• **WHAT YOU WILL DO**
Reproduce the complete Linux Bible book review verbatim.

• **PAGE EXTRACT**
══════════

Book Review - Linux Bible (2005 Edition) by Christopher Negus
It seems like a lot of the Linux books out there right now pick a single distribution and teach you that one. Wiley's Linux Bible (2005 Edition) by Christopher Negus takes a different approach that may be valuable to you.
Part 1 - Linux First Steps: Starting With Linux; Running Commands from the Shell; Getting into the Desktop
Part 2 - Running The Show: Learning Basic Administration; Getting on the Internet; Securing Linux
Part 3 - Choosing and Installing a Linux Distribution: Installing Linux; Running Fedora Core and Red Hat Enterprise Linux; Running Debian GNU/Linux; Running SUSE Linux; Running KNOPPIX; Running Yellow Dog Linux; Running Gentoo Linux; Running Slackware Linux; Running Linspire; Running Mandrakelinux; Running a Linux Firewall/Router; Running Bootable Linux Distribution
Part 4 - Running Applications: Paying Music and Video; Working with Words and Images; E-Mailing and Web Browsing; Gaming Alone and Online
Part 5 - Running Servers: Running a Linux, Apache, MySQL, and PHP (LAMP) Server; Running a Mail Server; Running a Print Server; Running a File Server
Part 6 - Programming in Linux: Programming Environments and Interfaces; Programming Tools and Utilities
Appendix A: Media; Appendix B: Entering the Linux Community; Index
The main difference I see in this book is the lack of focus on a particular distribution. The different chapters (with the exception of Part 3) are all designed to teach you the basics of Linux apart from any flavor. This allows you to learn core skills that can transfer between whatever distribution you might be using at any given time. Part 3 gives a short coverage of each major distribution available on the market. If you're wondering about the pros and cons of each, this section of the book will help you decide where you want to start your specific distribution-specific learning.

══════════

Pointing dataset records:

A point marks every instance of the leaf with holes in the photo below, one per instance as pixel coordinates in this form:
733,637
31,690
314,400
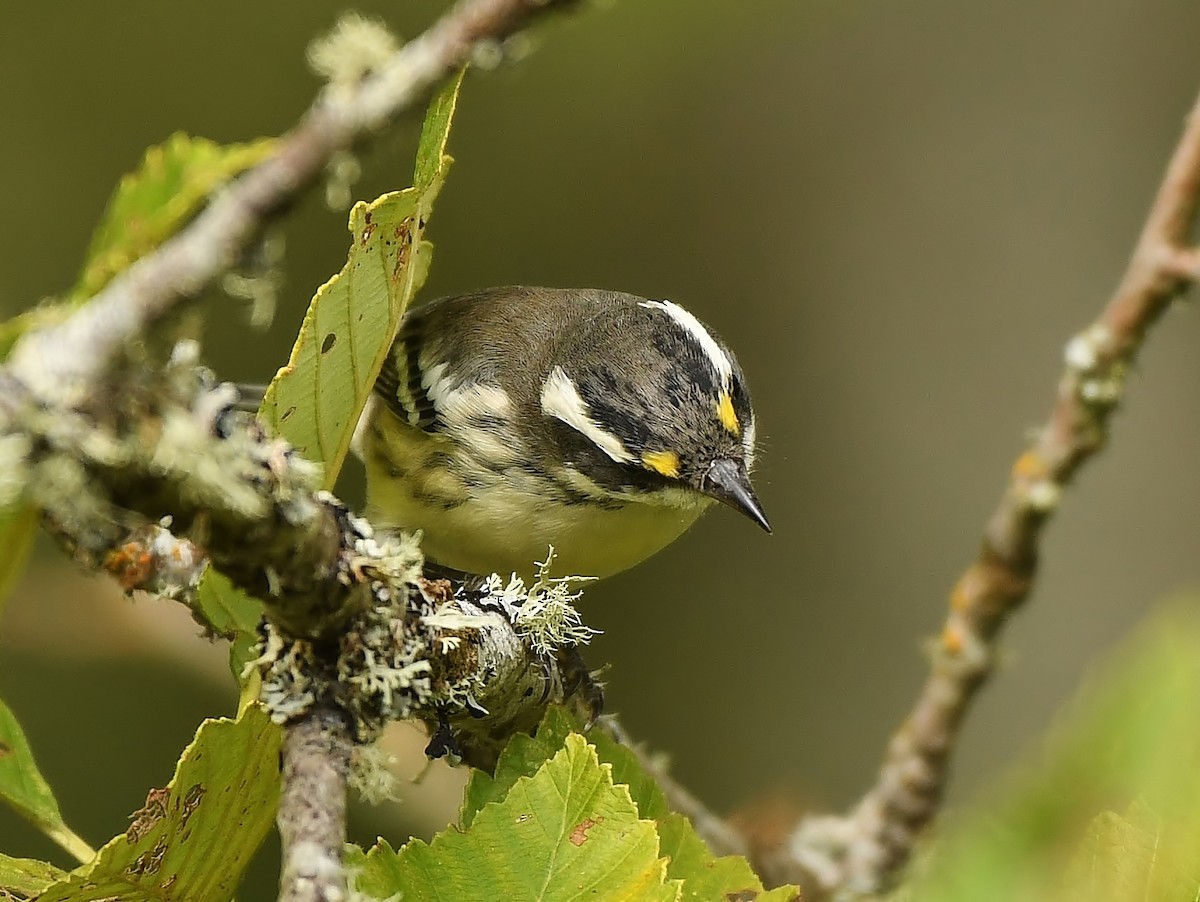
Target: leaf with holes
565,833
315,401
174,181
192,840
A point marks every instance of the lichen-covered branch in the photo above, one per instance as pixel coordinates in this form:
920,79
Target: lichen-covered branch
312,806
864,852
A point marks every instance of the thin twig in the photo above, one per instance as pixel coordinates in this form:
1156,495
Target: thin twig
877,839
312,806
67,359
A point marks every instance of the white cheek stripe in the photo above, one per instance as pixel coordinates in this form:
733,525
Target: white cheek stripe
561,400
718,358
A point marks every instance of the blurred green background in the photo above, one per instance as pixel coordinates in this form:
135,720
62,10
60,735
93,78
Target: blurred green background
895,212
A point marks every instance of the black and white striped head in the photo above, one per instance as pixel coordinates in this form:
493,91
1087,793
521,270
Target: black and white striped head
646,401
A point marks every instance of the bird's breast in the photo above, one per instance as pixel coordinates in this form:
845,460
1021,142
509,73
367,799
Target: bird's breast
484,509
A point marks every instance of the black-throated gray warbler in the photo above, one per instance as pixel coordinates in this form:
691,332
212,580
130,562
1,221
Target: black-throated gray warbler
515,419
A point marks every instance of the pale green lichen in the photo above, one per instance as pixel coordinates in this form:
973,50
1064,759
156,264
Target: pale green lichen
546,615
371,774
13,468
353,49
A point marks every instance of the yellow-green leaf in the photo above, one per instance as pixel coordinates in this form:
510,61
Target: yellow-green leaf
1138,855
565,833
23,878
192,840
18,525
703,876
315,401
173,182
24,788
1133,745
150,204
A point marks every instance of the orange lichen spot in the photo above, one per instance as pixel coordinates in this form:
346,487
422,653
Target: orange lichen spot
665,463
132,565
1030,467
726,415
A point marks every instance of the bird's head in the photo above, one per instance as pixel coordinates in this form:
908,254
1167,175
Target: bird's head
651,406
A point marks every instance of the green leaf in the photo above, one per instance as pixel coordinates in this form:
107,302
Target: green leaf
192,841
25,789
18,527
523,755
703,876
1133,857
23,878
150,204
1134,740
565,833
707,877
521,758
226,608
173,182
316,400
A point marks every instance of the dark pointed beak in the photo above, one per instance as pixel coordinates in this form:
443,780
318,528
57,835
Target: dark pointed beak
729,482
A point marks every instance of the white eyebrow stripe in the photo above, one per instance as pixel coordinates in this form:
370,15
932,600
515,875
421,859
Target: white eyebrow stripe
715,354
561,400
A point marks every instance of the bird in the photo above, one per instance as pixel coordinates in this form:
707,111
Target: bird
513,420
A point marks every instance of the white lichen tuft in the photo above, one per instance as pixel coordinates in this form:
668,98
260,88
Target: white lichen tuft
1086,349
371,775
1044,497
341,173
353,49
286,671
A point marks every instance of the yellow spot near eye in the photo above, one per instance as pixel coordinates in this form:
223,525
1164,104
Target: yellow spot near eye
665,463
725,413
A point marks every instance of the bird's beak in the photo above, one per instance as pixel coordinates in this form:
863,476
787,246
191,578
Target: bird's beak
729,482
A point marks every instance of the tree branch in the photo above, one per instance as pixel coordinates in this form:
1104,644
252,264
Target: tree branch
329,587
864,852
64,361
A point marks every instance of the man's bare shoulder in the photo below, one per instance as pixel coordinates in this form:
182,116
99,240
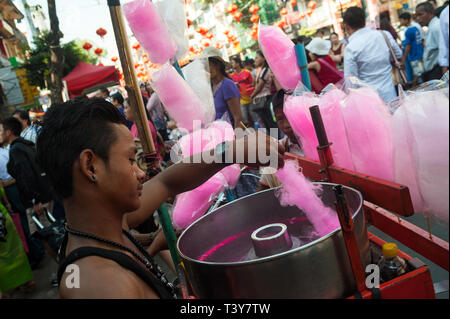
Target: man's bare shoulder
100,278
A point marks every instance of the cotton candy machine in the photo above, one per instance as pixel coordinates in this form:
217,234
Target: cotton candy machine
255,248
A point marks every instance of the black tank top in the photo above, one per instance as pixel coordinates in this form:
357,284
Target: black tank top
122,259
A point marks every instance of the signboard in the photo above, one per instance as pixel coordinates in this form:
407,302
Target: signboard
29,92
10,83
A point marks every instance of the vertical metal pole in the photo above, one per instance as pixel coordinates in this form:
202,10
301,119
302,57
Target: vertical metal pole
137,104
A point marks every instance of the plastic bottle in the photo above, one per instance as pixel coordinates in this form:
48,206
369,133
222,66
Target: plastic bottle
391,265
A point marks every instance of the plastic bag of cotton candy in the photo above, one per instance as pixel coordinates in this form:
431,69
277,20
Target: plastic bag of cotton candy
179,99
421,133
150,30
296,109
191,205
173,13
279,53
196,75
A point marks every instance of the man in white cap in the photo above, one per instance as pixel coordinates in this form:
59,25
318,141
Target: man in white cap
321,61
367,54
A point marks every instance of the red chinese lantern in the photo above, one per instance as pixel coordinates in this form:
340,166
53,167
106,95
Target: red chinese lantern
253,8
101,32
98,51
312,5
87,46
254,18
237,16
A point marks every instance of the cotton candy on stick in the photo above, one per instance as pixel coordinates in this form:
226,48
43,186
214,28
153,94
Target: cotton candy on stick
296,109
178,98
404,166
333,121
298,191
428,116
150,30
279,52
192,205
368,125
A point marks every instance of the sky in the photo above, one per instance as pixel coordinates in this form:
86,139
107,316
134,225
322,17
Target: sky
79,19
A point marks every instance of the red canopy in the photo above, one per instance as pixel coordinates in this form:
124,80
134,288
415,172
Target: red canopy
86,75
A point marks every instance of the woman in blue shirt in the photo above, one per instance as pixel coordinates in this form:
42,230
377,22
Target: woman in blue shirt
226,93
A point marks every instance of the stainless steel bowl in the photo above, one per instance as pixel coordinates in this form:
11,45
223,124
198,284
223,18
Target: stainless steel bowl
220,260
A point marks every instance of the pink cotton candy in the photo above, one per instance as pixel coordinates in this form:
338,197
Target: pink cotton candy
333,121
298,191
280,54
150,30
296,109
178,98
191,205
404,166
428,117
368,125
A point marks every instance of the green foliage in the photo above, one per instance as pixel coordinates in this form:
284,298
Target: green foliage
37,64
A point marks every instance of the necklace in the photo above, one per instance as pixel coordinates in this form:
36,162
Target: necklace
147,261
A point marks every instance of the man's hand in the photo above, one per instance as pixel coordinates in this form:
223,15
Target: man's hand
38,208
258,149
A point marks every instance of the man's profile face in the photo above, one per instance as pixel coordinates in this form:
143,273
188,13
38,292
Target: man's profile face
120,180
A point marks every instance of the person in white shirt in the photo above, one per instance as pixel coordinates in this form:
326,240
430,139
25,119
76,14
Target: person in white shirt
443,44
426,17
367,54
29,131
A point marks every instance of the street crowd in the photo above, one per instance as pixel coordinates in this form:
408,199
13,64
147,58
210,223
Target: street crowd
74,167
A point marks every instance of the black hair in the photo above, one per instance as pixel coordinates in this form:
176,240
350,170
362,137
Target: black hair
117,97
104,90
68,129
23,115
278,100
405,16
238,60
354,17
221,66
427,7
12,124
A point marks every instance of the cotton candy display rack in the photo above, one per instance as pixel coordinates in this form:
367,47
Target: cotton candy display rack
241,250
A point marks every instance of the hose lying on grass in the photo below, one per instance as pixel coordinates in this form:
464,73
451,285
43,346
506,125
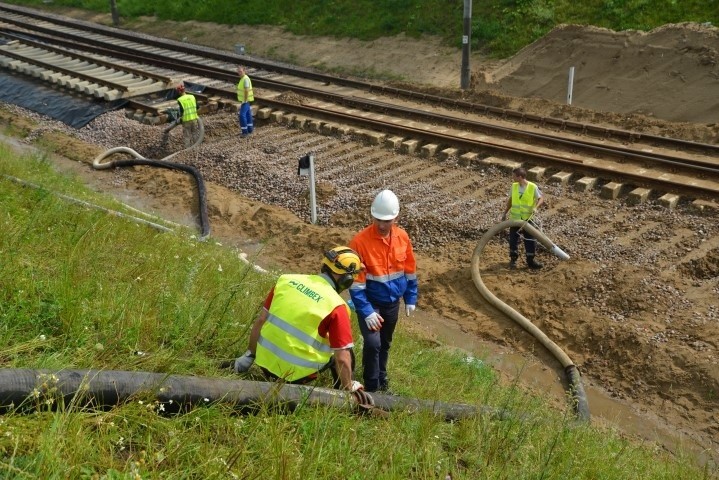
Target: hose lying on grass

══════════

• **OUTPUT FOR THIS EXERCISE**
Book Review - Linux Bible (2005 Edition) by Christopher Negus
It seems like a lot of the Linux books out there right now pick a single distribution and teach you that one. Wiley's Linux Bible (2005 Edition) by Christopher Negus takes a different approach that may be valuable to you.
Part 1 - Linux First Steps: Starting With Linux; Running Commands from the Shell; Getting into the Desktop
Part 2 - Running The Show: Learning Basic Administration; Getting on the Internet; Securing Linux
Part 3 - Choosing and Installing a Linux Distribution: Installing Linux; Running Fedora Core and Red Hat Enterprise Linux; Running Debian GNU/Linux; Running SUSE Linux; Running KNOPPIX; Running Yellow Dog Linux; Running Gentoo Linux; Running Slackware Linux; Running Linspire; Running Mandrakelinux; Running a Linux Firewall/Router; Running Bootable Linux Distribution
Part 4 - Running Applications: Paying Music and Video; Working with Words and Images; E-Mailing and Web Browsing; Gaming Alone and Online
Part 5 - Running Servers: Running a Linux, Apache, MySQL, and PHP (LAMP) Server; Running a Mail Server; Running a Print Server; Running a File Server
Part 6 - Programming in Linux: Programming Environments and Interfaces; Programming Tools and Utilities
Appendix A: Media; Appendix B: Entering the Linux Community; Index
The main difference I see in this book is the lack of focus on a particular distribution. The different chapters (with the exception of Part 3) are all designed to teach you the basics of Linux apart from any flavor. This allows you to learn core skills that can transfer between whatever distribution you might be using at any given time. Part 3 gives a short coverage of each major distribution available on the market. If you're wondering about the pros and cons of each, this section of the book will help you decide where you want to start your specific distribution-specific learning.